Descrizione esercizio:
Rispondi a queste domande sul testo relativo all'accordo di accoglienza.
(a) Quante persone saranno ospitate in totale fra i venti Comuni?
(b) Quale somma si impegna a corrispondere la Prefettura di Torino per ogni persona?
(c) A chi è affidata la gestione operativa del progetto?
+++ Estratto della fonte
L’accordo con Avigliana Ente capofila coinvolge i comuni di Almese, Buttigliera, Condove, Novalesa, Sant’Ambrogio, Sant’Antonino, Susa; Borgone, Caselette, Chianocco, Chiusa di San Michele, Mattie, Mompantero, San Didero, San Giorio, Villar Dora e Villar Focchiardo, Caprie e Vaie. Il protocollo in sintesi prevede che i Comuni diano volontariamente la disponibilità ad accogliere richiedenti asilo e rifugiati: in totale fra i venti Comuni saranno ospitate 112 persone ripartite in piccoli numeri (da un minimo di quattro a un massimo di dodici). I richiedenti asilo dovranno essere ospitati presso normali abitazioni private reperite sul mercato. La Prefettura di Torino da parte sua si impegna a non inviare ulteriori profughi sul territorio ed a corrispondere 35 euro pro-die a persona, senza ribasso economico all’Ente capofila per i costi di gestione dell’accoglienza. Un tavolo di  coordinamento degli Enti monitorerà l’andamento del progetto e verificherà il rispetto degli standard di qualità del servizio. Il comune di Avigliana in qualità di capofila del protocollo d’intesa è invece legalmente responsabile dell’attuazione del progetto nei confronti della Prefettura. La gestione operativa del progetto, secondo le linee previste dal Protocollo, prevede invece l’affidamento ad imprese sociali con comprovata esperienza nel settore e conoscenza del territorio.
++++++
+++ Materiale fornito
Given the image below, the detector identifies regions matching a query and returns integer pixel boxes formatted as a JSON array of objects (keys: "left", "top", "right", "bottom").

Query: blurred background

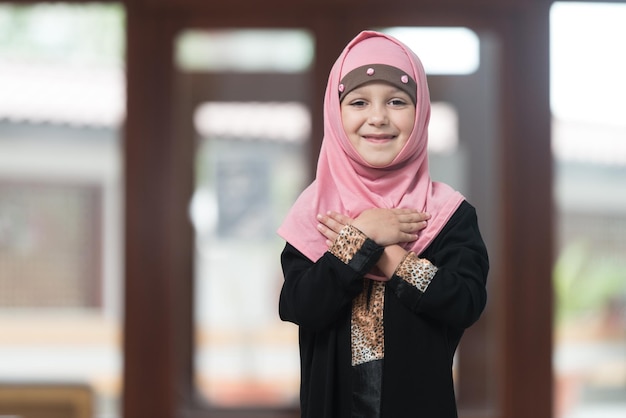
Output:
[{"left": 0, "top": 2, "right": 626, "bottom": 418}]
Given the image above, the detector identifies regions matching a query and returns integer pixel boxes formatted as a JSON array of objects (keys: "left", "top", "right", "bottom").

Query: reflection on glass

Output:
[
  {"left": 175, "top": 29, "right": 314, "bottom": 407},
  {"left": 551, "top": 2, "right": 626, "bottom": 418},
  {"left": 191, "top": 102, "right": 310, "bottom": 405},
  {"left": 0, "top": 3, "right": 124, "bottom": 417}
]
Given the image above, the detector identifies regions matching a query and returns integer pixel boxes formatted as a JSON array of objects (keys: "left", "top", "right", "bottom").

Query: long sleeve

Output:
[
  {"left": 388, "top": 202, "right": 489, "bottom": 328},
  {"left": 279, "top": 227, "right": 383, "bottom": 329}
]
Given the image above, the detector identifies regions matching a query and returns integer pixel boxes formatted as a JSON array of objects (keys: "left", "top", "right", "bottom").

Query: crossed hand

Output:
[{"left": 317, "top": 208, "right": 430, "bottom": 247}]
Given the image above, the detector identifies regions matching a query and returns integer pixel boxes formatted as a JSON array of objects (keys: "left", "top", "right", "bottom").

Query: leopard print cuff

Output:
[
  {"left": 328, "top": 225, "right": 367, "bottom": 264},
  {"left": 394, "top": 252, "right": 437, "bottom": 293}
]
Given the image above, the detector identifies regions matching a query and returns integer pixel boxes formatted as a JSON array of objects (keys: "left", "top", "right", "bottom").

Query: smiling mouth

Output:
[{"left": 363, "top": 135, "right": 396, "bottom": 142}]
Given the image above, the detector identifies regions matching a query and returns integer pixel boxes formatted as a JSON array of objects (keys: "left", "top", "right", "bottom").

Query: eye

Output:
[
  {"left": 389, "top": 98, "right": 408, "bottom": 106},
  {"left": 350, "top": 99, "right": 367, "bottom": 107}
]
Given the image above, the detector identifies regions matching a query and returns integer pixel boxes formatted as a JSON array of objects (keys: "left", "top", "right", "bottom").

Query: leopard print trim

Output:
++++++
Soluzione:
(a) 112 persone.
(b) 35 euro pro-die a persona, senza ribasso economico, all'Ente capofila.
(c) A imprese sociali con comprovata esperienza nel settore e conoscenza del territorio.